▸ **EXERCISE INSTRUCTIONS**
Your task is to output the entries below word for word.
-- BEGIN PROVIDED MATERIAL --
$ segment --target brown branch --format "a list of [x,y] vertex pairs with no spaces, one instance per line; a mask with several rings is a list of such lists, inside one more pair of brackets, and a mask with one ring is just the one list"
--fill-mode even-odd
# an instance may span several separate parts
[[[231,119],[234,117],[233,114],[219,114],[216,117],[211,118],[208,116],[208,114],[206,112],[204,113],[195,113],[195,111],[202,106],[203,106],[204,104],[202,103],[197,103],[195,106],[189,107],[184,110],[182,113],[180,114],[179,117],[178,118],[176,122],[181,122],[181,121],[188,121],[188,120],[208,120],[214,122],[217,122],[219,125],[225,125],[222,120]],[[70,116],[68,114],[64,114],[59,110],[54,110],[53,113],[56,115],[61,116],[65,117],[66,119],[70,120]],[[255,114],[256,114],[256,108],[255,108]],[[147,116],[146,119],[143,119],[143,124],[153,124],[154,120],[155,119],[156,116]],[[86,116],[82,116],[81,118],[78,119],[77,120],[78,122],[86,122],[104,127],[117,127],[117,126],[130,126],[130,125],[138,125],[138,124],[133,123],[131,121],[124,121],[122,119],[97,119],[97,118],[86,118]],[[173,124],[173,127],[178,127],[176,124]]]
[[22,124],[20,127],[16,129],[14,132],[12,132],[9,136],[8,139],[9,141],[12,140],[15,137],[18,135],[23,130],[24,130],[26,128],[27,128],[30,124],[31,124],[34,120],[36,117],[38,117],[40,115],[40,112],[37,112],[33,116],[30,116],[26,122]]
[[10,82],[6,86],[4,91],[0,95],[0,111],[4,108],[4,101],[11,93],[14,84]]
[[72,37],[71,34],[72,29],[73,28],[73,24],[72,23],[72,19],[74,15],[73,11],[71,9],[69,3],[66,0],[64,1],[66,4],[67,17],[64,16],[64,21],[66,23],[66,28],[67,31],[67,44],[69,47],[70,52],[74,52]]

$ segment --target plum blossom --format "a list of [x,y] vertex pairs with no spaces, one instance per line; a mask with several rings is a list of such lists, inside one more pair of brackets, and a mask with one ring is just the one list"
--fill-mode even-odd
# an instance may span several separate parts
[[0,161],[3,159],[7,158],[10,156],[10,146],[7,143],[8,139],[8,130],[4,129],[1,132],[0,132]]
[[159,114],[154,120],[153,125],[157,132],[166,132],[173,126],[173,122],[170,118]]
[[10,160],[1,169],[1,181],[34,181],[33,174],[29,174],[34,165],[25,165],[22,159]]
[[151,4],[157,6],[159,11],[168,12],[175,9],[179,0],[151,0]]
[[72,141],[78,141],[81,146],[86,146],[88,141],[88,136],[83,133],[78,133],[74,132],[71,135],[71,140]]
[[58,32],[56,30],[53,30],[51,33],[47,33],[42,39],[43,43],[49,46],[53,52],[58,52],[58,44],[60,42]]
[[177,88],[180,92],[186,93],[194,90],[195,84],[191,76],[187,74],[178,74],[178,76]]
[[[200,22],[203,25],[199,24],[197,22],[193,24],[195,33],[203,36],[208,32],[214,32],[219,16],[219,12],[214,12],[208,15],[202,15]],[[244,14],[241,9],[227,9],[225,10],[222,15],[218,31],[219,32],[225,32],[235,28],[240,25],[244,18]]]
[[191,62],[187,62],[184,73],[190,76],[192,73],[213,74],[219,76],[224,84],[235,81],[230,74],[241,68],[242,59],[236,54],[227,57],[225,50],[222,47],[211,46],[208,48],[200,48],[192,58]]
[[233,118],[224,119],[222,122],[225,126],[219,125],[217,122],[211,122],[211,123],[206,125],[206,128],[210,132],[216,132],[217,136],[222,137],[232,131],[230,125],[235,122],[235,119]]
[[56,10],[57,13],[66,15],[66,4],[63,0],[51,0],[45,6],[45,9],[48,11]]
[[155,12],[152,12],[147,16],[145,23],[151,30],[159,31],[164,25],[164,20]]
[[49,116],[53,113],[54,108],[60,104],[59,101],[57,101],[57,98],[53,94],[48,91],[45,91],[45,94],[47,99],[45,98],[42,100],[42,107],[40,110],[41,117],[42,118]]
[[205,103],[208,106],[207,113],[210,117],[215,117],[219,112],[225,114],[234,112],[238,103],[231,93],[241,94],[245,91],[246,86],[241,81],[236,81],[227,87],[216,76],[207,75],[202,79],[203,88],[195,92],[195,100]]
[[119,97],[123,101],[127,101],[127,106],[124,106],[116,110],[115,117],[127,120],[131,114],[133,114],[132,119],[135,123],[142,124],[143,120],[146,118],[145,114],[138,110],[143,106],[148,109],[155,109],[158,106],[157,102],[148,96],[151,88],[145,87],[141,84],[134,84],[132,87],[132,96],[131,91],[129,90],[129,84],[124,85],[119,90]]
-- END PROVIDED MATERIAL --
▸ **ANSWER TO THE PROBLEM**
$ segment --target brown branch --format "a list of [x,y] vertex pairs with no spaces, one instance per line; a mask with several rings is a list of such lists, inside one more pair of brackets, and a mask with one ring is just the one list"
--fill-mode even-odd
# an instance may span several separate parts
[[[231,119],[234,117],[233,114],[219,114],[216,117],[211,118],[208,116],[208,114],[206,112],[204,113],[195,113],[195,111],[202,106],[203,106],[204,104],[202,103],[197,103],[195,106],[189,107],[184,110],[182,113],[180,114],[179,117],[178,118],[176,122],[181,122],[181,121],[188,121],[188,120],[208,120],[214,122],[217,122],[219,125],[225,125],[222,120]],[[70,116],[68,114],[64,114],[59,110],[54,110],[53,113],[56,115],[61,116],[65,117],[66,119],[70,120]],[[255,114],[256,114],[256,108],[255,108]],[[147,116],[146,119],[143,119],[143,124],[153,124],[154,120],[155,119],[156,116]],[[86,116],[82,116],[81,118],[78,119],[77,120],[78,122],[86,122],[104,127],[117,127],[117,126],[130,126],[130,125],[138,125],[138,124],[133,123],[131,121],[124,121],[122,119],[97,119],[97,118],[86,118]],[[173,124],[173,127],[178,127],[176,124]]]
[[22,124],[20,127],[16,129],[14,132],[12,132],[9,136],[8,139],[9,141],[12,140],[15,137],[18,135],[23,130],[24,130],[26,128],[27,128],[30,124],[31,124],[34,120],[36,117],[38,117],[40,115],[40,112],[37,112],[33,116],[30,116],[26,122]]
[[10,82],[6,86],[4,91],[0,95],[0,111],[4,108],[4,101],[11,93],[14,84]]
[[72,37],[71,34],[72,29],[73,28],[73,24],[72,23],[72,19],[74,15],[73,11],[71,9],[69,3],[66,0],[64,1],[66,4],[67,17],[64,16],[64,21],[66,23],[66,28],[67,31],[67,44],[69,47],[70,52],[74,52]]

$ segment --target plum blossom --format "a list of [x,y] vertex pairs with no spaces, one instance per line; a mask with several rings is a list of such lists, inside one more pair of brackets, and a mask with one ring is just the one list"
--fill-mode even-odd
# an instance may span several separate parts
[[0,161],[3,159],[7,158],[10,156],[10,146],[7,143],[8,139],[8,130],[4,129],[1,132],[0,132]]
[[159,114],[154,120],[153,125],[157,132],[166,132],[173,126],[173,122],[170,118]]
[[10,160],[1,169],[1,181],[34,181],[33,174],[29,174],[34,165],[25,165],[22,159]]
[[151,4],[157,6],[159,11],[168,12],[175,9],[179,0],[151,0]]
[[72,141],[78,141],[81,146],[86,146],[88,141],[88,136],[83,133],[78,133],[74,132],[71,135],[71,140]]
[[58,32],[56,30],[53,30],[51,33],[47,33],[42,39],[43,43],[49,46],[53,52],[58,52],[58,44],[60,42]]
[[177,88],[180,92],[186,93],[194,90],[195,84],[191,76],[187,74],[178,74],[178,76]]
[[[200,22],[203,25],[199,24],[197,22],[193,24],[195,33],[203,36],[208,32],[214,32],[219,16],[219,12],[214,12],[208,15],[202,15]],[[244,14],[241,9],[227,9],[225,10],[222,15],[218,31],[219,32],[225,32],[235,28],[240,25],[244,18]]]
[[191,62],[187,62],[184,73],[190,76],[192,73],[213,74],[219,76],[224,84],[235,81],[230,74],[241,68],[242,59],[236,54],[227,57],[225,50],[222,47],[211,46],[208,48],[200,48],[192,58]]
[[233,118],[224,119],[222,122],[225,126],[219,125],[217,122],[211,122],[211,123],[206,125],[206,128],[210,132],[216,132],[217,136],[222,137],[232,131],[230,125],[235,122],[235,119]]
[[56,10],[57,13],[66,15],[66,4],[63,0],[51,0],[45,6],[45,9],[48,11]]
[[155,12],[152,12],[147,16],[145,23],[151,30],[159,31],[164,25],[164,20]]
[[49,116],[53,113],[54,108],[60,104],[59,101],[57,101],[57,98],[53,94],[48,91],[45,91],[45,94],[47,99],[45,98],[42,100],[42,107],[40,110],[41,117],[42,118]]
[[205,103],[208,106],[207,113],[210,117],[215,117],[219,112],[225,114],[234,112],[238,103],[231,93],[241,94],[245,91],[246,86],[241,81],[236,81],[227,87],[216,76],[207,75],[202,79],[203,88],[195,92],[195,100]]
[[119,97],[123,101],[127,101],[127,106],[124,106],[116,110],[115,117],[127,120],[131,114],[133,114],[132,119],[135,123],[142,124],[143,120],[146,118],[145,114],[138,110],[143,106],[148,109],[155,109],[158,106],[157,102],[148,96],[151,88],[145,87],[141,84],[134,84],[132,87],[132,96],[131,91],[129,90],[129,84],[124,85],[119,90]]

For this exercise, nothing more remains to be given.